__Action requise 1__:
D'après le texte sur la légalisation du cannabis, de combien les crimes auraient-ils baissé en Californie depuis la légalisation ?
__Action requise 2__:
Reproduisez la partie du texte sur la légalisation du cannabis qui s'ouvre sur les mots contenant « Une limite que » et se termine par « vigueur le 1er janvier 2018. », en substituant « Canada » à « Portugal ».

__Texte de l'exercice__:

Une limite que les auteurs du rapport prennent aussi en compte, eux qui voient dans la légalisation de cette substance un moyen d’encadrer sa consommation et donc d’éviter les dérives. « Les études sur les marchés légaux du cannabis récréatif montrent que la mise en place de la standardisation et de la régulation de sa production entraîne le déclin de la toxicomanie », affirme même Alexandra Curley. Et de citer les exemples du Portugal où les décès liés à la consommation de stupéfiants auraient diminué depuis la dépénalisation du cannabis en 2001, et de la Californie où les crimes auraient baissé de 20 % depuis sa légalisation entrée en vigueur le 1er janvier 2018.

Kenza Afsahi, sociologue et économiste à l’université de Bordeaux et au Centre Emile Durkheim, abonde dans ce sens, pointant le fait que « la prohibition crée un contexte d’insécurité et de violence pour les usagers. Ils sont stigmatisés, ont moins d’informations sur les qualités qu’ils consomment et moins accès aux soins ». A ses yeux toutefois, la réglementation de ce marché en Afrique ne sera pas une mince affaire.

__Contenu des données__:
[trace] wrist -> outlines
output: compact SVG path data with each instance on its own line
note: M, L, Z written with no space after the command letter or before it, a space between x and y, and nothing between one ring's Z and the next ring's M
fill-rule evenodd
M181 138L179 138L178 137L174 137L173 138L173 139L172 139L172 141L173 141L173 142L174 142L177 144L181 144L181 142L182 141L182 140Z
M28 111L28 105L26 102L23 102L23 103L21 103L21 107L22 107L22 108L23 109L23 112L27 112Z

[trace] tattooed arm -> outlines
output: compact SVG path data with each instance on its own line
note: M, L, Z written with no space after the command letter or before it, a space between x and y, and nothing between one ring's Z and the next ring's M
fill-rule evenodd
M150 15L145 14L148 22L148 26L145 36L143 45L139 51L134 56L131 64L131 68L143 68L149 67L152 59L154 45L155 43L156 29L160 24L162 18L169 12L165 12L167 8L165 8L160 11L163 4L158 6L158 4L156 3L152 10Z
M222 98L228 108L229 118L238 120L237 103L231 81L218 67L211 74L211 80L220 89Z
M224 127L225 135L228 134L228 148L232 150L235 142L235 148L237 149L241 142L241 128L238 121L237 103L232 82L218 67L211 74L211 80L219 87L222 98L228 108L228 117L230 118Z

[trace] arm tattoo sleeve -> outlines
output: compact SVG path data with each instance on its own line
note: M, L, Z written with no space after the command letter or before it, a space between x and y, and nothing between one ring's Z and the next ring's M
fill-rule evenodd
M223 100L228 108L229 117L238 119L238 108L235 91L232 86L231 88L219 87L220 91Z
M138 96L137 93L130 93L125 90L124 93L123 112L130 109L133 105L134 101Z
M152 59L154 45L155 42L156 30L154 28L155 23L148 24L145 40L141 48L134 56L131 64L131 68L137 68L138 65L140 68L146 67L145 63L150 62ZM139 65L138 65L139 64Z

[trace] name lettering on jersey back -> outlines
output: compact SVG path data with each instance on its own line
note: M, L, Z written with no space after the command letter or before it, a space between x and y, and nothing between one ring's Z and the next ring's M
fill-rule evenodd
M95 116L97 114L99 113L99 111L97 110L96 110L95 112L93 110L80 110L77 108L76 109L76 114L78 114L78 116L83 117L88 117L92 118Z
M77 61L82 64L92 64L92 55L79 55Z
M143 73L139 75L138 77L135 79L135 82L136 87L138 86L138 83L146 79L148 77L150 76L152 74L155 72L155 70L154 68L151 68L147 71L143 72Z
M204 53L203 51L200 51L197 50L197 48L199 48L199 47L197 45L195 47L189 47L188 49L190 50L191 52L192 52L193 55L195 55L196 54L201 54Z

__Réponse 1__:
De 20 %.

__Réponse 2__:
Une limite que les auteurs du rapport prennent aussi en compte, eux qui voient dans la légalisation de cette substance un moyen d’encadrer sa consommation et donc d’éviter les dérives. « Les études sur les marchés légaux du cannabis récréatif montrent que la mise en place de la standardisation et de la régulation de sa production entraîne le déclin de la toxicomanie », affirme même Alexandra Curley. Et de citer les exemples du Canada où les décès liés à la consommation de stupéfiants auraient diminué depuis la dépénalisation du cannabis en 2001, et de la Californie où les crimes auraient baissé de 20 % depuis sa légalisation entrée en vigueur le 1er janvier 2018.